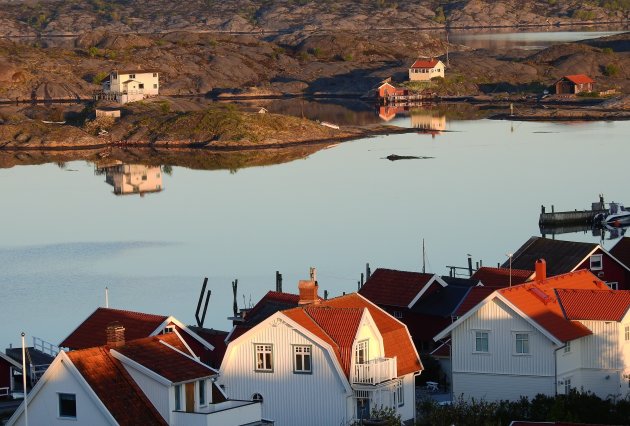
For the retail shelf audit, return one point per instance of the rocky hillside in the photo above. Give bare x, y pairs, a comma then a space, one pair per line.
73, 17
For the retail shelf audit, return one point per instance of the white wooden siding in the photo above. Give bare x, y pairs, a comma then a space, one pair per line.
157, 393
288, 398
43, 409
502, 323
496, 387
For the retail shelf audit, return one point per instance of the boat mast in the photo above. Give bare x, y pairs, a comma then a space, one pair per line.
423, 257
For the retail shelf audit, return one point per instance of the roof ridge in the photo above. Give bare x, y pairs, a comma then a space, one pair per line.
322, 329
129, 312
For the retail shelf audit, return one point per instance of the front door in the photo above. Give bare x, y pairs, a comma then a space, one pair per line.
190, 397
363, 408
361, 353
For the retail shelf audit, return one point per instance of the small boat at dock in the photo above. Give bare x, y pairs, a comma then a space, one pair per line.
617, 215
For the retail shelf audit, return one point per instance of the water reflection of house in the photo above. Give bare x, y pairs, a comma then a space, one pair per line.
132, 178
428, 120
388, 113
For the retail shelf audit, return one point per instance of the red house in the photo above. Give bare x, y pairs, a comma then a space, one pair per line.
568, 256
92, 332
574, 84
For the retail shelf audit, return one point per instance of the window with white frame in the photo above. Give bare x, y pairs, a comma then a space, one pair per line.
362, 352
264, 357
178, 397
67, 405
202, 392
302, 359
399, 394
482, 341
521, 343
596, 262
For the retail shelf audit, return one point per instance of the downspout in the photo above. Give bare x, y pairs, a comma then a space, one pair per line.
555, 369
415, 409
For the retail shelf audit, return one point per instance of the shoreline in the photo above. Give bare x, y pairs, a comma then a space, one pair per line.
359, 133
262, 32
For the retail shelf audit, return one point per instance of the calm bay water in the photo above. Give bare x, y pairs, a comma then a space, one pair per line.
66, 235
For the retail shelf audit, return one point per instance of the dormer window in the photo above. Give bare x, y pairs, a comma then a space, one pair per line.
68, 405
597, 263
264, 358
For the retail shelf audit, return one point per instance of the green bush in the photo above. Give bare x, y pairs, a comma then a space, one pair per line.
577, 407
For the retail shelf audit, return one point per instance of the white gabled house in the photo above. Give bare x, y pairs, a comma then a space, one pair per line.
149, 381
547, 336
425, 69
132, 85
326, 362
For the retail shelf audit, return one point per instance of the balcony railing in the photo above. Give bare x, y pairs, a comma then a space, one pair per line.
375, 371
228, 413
________
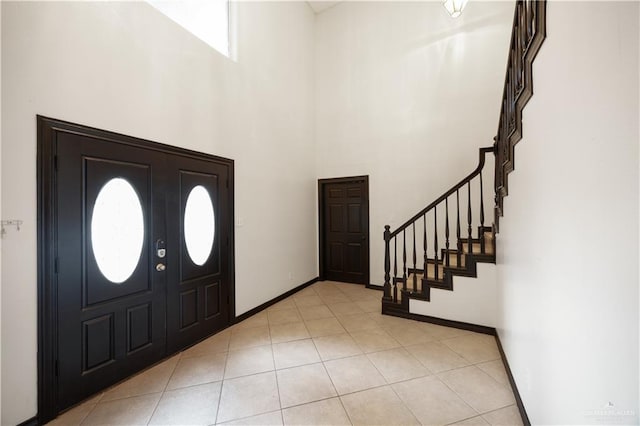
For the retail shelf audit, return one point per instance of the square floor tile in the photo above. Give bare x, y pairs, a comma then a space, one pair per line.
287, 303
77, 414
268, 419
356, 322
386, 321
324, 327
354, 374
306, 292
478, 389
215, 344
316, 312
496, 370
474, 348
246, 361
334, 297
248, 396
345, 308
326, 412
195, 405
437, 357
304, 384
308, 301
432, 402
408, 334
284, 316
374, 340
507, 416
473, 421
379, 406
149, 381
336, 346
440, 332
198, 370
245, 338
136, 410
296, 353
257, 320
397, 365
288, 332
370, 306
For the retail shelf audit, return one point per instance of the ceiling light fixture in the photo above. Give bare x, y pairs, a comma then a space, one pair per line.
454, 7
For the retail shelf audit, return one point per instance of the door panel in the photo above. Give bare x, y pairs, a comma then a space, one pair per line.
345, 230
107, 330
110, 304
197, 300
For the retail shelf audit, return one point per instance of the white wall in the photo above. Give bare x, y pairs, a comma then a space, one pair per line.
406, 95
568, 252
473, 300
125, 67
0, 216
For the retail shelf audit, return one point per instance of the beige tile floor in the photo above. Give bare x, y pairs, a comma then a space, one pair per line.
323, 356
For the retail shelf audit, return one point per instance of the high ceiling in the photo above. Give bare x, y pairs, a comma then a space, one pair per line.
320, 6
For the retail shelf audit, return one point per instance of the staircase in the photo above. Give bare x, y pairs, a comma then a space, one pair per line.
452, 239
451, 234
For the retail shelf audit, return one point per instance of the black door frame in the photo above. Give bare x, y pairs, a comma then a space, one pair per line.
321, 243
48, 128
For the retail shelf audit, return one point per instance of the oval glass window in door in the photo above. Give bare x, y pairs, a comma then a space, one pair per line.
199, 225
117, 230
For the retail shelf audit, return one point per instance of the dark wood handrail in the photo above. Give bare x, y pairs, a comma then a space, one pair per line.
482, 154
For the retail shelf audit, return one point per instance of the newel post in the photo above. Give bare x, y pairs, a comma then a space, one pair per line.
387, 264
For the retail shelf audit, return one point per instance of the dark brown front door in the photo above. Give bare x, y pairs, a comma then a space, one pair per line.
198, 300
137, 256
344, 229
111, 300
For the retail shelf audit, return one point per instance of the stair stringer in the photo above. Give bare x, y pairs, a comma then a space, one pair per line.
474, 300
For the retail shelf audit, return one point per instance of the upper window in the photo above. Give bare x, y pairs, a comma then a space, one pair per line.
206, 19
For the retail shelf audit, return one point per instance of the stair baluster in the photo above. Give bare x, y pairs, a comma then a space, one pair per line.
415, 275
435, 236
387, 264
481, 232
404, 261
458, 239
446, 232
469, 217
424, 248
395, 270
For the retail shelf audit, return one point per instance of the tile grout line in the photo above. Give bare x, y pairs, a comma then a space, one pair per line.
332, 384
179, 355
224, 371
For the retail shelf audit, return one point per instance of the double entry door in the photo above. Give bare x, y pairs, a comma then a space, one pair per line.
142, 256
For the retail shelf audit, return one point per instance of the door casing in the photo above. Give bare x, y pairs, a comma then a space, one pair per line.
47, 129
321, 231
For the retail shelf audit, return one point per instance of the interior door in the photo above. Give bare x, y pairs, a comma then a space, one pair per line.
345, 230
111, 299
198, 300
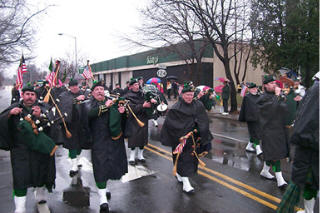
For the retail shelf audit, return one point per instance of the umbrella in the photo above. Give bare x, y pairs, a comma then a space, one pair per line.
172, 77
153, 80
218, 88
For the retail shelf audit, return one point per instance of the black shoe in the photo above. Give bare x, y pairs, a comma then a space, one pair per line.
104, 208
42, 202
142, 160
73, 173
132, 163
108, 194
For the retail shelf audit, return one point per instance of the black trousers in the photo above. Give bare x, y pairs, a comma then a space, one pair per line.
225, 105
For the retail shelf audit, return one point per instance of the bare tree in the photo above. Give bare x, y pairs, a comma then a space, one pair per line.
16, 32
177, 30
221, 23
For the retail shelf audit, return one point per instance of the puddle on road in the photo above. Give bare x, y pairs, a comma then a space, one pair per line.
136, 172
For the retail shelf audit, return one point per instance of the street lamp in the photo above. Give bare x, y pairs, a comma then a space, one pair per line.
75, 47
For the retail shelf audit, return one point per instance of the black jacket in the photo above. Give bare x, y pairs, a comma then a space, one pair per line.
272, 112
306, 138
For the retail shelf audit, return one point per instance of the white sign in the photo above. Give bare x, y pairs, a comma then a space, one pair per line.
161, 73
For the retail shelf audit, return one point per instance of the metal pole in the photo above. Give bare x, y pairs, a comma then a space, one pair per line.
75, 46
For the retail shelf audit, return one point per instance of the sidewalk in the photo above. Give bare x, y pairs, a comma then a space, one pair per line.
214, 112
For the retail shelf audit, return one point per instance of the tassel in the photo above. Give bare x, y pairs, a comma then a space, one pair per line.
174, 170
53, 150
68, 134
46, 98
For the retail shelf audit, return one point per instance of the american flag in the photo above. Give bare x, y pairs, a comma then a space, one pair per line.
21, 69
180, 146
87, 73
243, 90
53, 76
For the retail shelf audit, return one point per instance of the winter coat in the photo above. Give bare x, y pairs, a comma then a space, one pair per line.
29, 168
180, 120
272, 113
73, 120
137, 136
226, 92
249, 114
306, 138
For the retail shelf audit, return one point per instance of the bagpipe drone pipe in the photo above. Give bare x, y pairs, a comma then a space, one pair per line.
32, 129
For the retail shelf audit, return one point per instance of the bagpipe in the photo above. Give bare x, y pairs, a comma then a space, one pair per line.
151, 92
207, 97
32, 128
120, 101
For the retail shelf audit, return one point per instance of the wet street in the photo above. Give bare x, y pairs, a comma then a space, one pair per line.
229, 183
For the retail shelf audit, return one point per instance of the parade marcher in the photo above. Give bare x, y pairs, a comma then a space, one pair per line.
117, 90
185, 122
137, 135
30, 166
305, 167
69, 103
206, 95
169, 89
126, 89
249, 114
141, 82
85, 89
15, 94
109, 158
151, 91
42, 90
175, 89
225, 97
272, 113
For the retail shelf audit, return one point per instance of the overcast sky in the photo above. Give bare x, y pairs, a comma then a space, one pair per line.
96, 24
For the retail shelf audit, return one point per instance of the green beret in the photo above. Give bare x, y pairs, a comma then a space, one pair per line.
________
> Try it
For the listing above, print only the lines starting at the line containing "of the parade" and ending at the line containing "the green beret", exactly, both included.

> Result of this exercise
For the retail shelf audit, return one point per instance of the parade marcher in the photo above. Give bare x, y pairs, a comma then a space, one pair per line.
117, 90
185, 122
137, 135
30, 166
305, 167
69, 103
206, 95
169, 89
126, 89
249, 114
141, 82
85, 89
15, 94
109, 158
151, 91
42, 90
175, 89
225, 97
272, 113
For the retail shelf audit, return one point per instance of the overcast sky in the photo above. Give bare x, y pairs, a comma then a space, one pair per line.
96, 24
For the retail shelf audit, return one point per instance of the green beret in the photo above. Give bare x, y pairs, a comma then a space, one pair per line.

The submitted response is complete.